_PROBLEM SET_
1. Copy the anxiety disorders text word for word, starting at the words "Anxiety disorders are" and stopping after "which creates anxiety.".
2. Write the next part of the text on anxiety and near-infrared light treatment, picking up after its last sentence.

_TEXT_
Anxiety disorders are the most common mental illness in the U.S., affecting 40 million adults in the United States age 18 and older, or 18% of the population. In the United States, anxiety disorders cost more than $42 billion a year – this is almost one-third of the country’s $148 billion total mental health bill (The Economic Burden of Anxiety Disorders – The Journal of Clinical Psychiatry, 60(7), July 1999). Medications can be helpful, but, overall, current medications merely cover up the symptoms of anxiety. Medications do little to change the fundamental brain problem which creates anxiety.
Over the past decade, transcranial NILT has been studied in animal models to understand its ability to repair damaged or dysfunctional brain tissue resulting from stroke and TBI. Our experience with patients whom we have treated for TBI is that they often experience marked reduction in symptoms of anxiety and/or PTSD. Similarly, a small case series of patients with TBI were treated with low-power NIR light applied daily over months yielded reductions in symptoms of anxiety (Schiffer 2009).

_DATA SECTION_
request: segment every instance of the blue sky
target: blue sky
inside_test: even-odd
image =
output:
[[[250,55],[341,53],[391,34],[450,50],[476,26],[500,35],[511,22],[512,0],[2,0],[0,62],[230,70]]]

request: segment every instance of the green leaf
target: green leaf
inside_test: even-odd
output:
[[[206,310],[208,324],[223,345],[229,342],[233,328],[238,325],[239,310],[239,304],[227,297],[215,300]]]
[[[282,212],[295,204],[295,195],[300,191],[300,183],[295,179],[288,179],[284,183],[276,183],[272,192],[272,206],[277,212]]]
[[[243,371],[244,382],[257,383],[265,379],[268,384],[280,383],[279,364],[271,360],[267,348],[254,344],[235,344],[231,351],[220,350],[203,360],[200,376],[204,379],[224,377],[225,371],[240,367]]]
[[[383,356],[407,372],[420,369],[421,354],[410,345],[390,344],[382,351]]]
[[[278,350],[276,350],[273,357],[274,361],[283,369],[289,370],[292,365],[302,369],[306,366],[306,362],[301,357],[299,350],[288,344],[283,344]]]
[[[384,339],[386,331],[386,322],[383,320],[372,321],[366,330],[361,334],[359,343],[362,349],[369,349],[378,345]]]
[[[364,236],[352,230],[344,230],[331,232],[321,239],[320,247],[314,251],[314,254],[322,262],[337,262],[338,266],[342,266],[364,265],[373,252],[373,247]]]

_ANSWERS IN ORDER_
1.
Anxiety disorders are the most common mental illness in the U.S., affecting 40 million adults in the United States age 18 and older, or 18% of the population. In the United States, anxiety disorders cost more than $42 billion a year – this is almost one-third of the country’s $148 billion total mental health bill (The Economic Burden of Anxiety Disorders – The Journal of Clinical Psychiatry, 60(7), July 1999). Medications can be helpful, but, overall, current medications merely cover up the symptoms of anxiety. Medications do little to change the fundamental brain problem which creates anxiety.

2.
However, it is vital to recognize the distinction between low-level infrared light treatment programs and high-energy infrared light treatment programs. Programs may claim to have solutions or treatments for TBI with low-level infrared light, but our preclinical studies clearly show that there is no significant penetration through skin or through bone and brain to deliver meaningful levels of photoenergy to the portions of the brain affected by depression or TBI (Henderson & Morries 2015).
The Neuro-Laser Foundation is embarking on studies of the application of NILT as a treatment for PTSD and other forms of anxiety in a collaborative study with Massachusetts General Hospital colleagues.